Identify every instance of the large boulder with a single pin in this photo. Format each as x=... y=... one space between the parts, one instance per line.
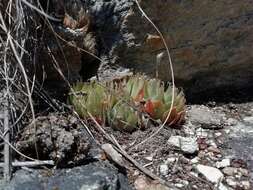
x=210 y=41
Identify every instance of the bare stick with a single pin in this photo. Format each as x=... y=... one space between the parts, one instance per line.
x=7 y=161
x=30 y=163
x=171 y=70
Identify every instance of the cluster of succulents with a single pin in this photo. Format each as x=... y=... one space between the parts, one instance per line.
x=121 y=103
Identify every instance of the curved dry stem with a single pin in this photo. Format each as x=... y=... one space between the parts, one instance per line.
x=172 y=75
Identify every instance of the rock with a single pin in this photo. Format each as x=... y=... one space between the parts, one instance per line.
x=224 y=163
x=141 y=183
x=243 y=171
x=211 y=174
x=59 y=138
x=195 y=160
x=149 y=158
x=248 y=120
x=188 y=145
x=170 y=160
x=230 y=171
x=231 y=121
x=92 y=176
x=113 y=155
x=202 y=133
x=231 y=182
x=205 y=40
x=164 y=169
x=222 y=187
x=179 y=185
x=207 y=118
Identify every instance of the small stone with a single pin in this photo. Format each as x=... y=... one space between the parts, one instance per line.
x=113 y=155
x=212 y=143
x=195 y=160
x=214 y=149
x=179 y=185
x=141 y=183
x=244 y=172
x=170 y=160
x=206 y=117
x=218 y=134
x=164 y=169
x=202 y=133
x=188 y=145
x=231 y=182
x=222 y=187
x=212 y=174
x=248 y=120
x=238 y=176
x=231 y=121
x=149 y=158
x=229 y=171
x=224 y=163
x=245 y=185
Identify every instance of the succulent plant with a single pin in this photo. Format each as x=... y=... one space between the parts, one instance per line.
x=90 y=98
x=122 y=104
x=123 y=117
x=157 y=99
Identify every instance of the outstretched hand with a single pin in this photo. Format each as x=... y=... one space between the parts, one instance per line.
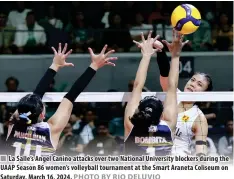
x=147 y=45
x=177 y=44
x=101 y=59
x=60 y=57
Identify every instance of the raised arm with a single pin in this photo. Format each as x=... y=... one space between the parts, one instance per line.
x=61 y=117
x=170 y=103
x=59 y=61
x=164 y=68
x=147 y=51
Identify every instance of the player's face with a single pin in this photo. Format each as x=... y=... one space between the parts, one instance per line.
x=197 y=83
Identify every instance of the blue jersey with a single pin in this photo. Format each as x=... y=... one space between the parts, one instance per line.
x=157 y=141
x=30 y=140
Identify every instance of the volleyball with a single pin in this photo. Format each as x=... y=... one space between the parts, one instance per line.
x=186 y=19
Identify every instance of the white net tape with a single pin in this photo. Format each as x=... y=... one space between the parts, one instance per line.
x=124 y=96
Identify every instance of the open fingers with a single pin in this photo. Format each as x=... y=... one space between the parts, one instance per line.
x=59 y=49
x=156 y=38
x=149 y=36
x=110 y=52
x=104 y=49
x=90 y=51
x=55 y=52
x=68 y=53
x=142 y=37
x=64 y=48
x=137 y=43
x=166 y=43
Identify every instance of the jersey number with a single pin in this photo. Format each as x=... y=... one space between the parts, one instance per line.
x=18 y=147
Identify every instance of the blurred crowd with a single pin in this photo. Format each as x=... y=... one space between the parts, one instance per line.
x=33 y=27
x=98 y=128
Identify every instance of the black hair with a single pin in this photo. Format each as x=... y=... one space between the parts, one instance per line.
x=12 y=79
x=32 y=105
x=208 y=79
x=149 y=112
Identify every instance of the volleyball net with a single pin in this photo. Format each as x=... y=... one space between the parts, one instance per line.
x=124 y=96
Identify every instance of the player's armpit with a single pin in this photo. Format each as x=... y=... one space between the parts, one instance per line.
x=200 y=128
x=59 y=120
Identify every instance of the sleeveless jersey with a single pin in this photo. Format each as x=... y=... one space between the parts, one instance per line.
x=35 y=140
x=156 y=142
x=184 y=133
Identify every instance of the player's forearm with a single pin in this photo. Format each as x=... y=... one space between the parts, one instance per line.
x=81 y=84
x=164 y=68
x=201 y=149
x=45 y=81
x=174 y=74
x=142 y=72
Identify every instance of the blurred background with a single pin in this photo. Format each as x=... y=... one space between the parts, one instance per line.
x=29 y=29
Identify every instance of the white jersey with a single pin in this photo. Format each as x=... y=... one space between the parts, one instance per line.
x=184 y=134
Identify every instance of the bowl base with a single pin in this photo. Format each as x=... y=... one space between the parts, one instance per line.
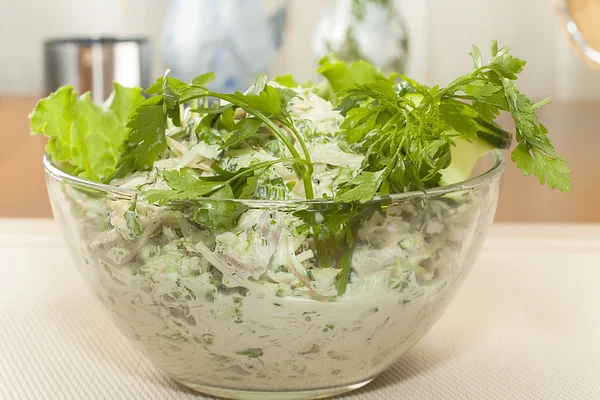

+--

Exercise instructions: Convert the listing above into a numbered list, omitting blank lines and leaving the pictures out of your answer.

Solution for this task:
1. Identify every instance of the large boulder with a single pin in this photo. Format each as x=... y=... one space between the parts, one instance per line.
2. x=210 y=41
3. Identify every instance of the bare stick with a single pin in this photo. Format each as x=... y=... one space between the parts, one instance per line.
4. x=7 y=161
5. x=30 y=163
6. x=171 y=70
7. Identify every instance of the cluster of succulents with a single pin in this photo. Format each as x=... y=... one space between the parts, one instance per line.
8. x=121 y=103
9. Identify every instance of the curved dry stem with a single pin in this photo. Format each as x=... y=... one space between the parts, one instance per line.
10. x=172 y=75
11. Identify every instance of the rock with a single pin in this photo. Format each as x=... y=... one space between the parts, one instance per line.
12. x=224 y=163
13. x=141 y=183
14. x=243 y=171
15. x=211 y=174
16. x=59 y=138
17. x=195 y=160
18. x=149 y=158
19. x=248 y=120
20. x=188 y=145
21. x=170 y=160
22. x=230 y=171
23. x=231 y=121
24. x=92 y=176
25. x=113 y=155
26. x=202 y=133
27. x=231 y=182
28. x=205 y=40
29. x=164 y=169
30. x=222 y=187
31. x=179 y=185
32. x=207 y=118
33. Identify every instance of the small stone with a single pin in this photo. Format each as x=... y=... one space between the parts, one instance per line.
34. x=113 y=155
35. x=212 y=143
36. x=195 y=160
37. x=214 y=149
38. x=179 y=185
39. x=141 y=183
40. x=244 y=172
41. x=170 y=160
42. x=206 y=117
43. x=218 y=134
44. x=164 y=169
45. x=202 y=133
46. x=188 y=145
47. x=231 y=182
48. x=222 y=187
49. x=212 y=174
50. x=248 y=120
51. x=238 y=176
52. x=231 y=121
53. x=149 y=158
54. x=229 y=171
55. x=224 y=163
56. x=245 y=185
57. Identify every instance of the succulent plant with a single pin in this photo. Format each as x=... y=... one space between the parts, one instance per line.
58. x=90 y=98
59. x=122 y=104
60. x=123 y=117
61. x=157 y=99
62. Identify every instance of the outstretched hand with a single pin in this photo. Format each as x=... y=... one space between the parts, one instance per line.
63. x=147 y=45
64. x=177 y=44
65. x=101 y=59
66. x=60 y=57
67. Identify every instance of the raised arm with a single pin in this photo. Format each as x=... y=... one space between the parts, one instance per line.
68. x=61 y=117
69. x=170 y=103
70. x=59 y=61
71. x=164 y=68
72. x=147 y=51
73. Identify every instance of the player's face with a single pin in this photo. Format each as x=... y=... one space between the parts, one instance per line.
74. x=197 y=83
75. Identify every instance of the blue jersey with a single pin in this photo. Format each as x=... y=... one space between the parts, one instance per line.
76. x=157 y=141
77. x=30 y=140
78. Identify every instance of the volleyball with a single pin in this photo. Format each as x=... y=... one space between the parts, one instance per line.
79. x=186 y=19
80. Identify every instance of the white net tape with a single pin in this photo. Format each as x=... y=... one space between the parts, one instance per line.
81. x=124 y=96
82. Identify every instance of the open fingers with a single pin in this photo. Format each as x=... y=... one space between the parts, one instance per line.
83. x=59 y=49
84. x=156 y=38
85. x=149 y=36
86. x=110 y=52
87. x=104 y=49
88. x=90 y=51
89. x=55 y=52
90. x=68 y=53
91. x=142 y=37
92. x=64 y=48
93. x=137 y=43
94. x=166 y=43
95. Identify every instance of the jersey number with a single pin in this photo. Format each as x=... y=... one space between the parts, one instance per line.
96. x=18 y=147
97. Identify every instance of the blurred crowd with a single pin in this photo. Format each as x=... y=... one space between the parts, one instance per line.
98. x=33 y=27
99. x=98 y=128
100. Identify every instance of the black hair with a single pin in this photo. Format each as x=... y=... one space between the parts, one instance per line.
101. x=12 y=79
102. x=32 y=105
103. x=208 y=79
104. x=149 y=112
105. Identify every instance of the volleyball net with a single pin in this photo. Format each as x=... y=... one space between the parts, one instance per line.
106. x=124 y=96
107. Identify every instance of the player's armpit with a single pin in this photo. Format each as x=... y=... one space between the parts, one instance per line.
108. x=200 y=128
109. x=59 y=120
110. Identify every instance of the sleeveless jersey with a single pin in this photo. Format each as x=... y=... one space between the parts, one instance per line.
111. x=35 y=140
112. x=156 y=142
113. x=184 y=133
114. Identify every instance of the player's forearm with a single pin in this photo. Format each as x=... y=... one space between the parts, one instance per line.
115. x=81 y=84
116. x=164 y=68
117. x=201 y=149
118. x=45 y=81
119. x=174 y=74
120. x=142 y=72
121. Identify every instance of the blurred background with a single pin in this photo. Format each as x=... y=... one space between the parts, one instance per line.
122. x=29 y=29
123. Identify every instance of the white jersey with a single pin in this photo. Format each as x=... y=... one space between the parts, one instance per line.
124. x=184 y=134
125. Identify every instance of the bowl base with a single pin in this photo. Format each as x=... y=... one space between the parts, one instance per line.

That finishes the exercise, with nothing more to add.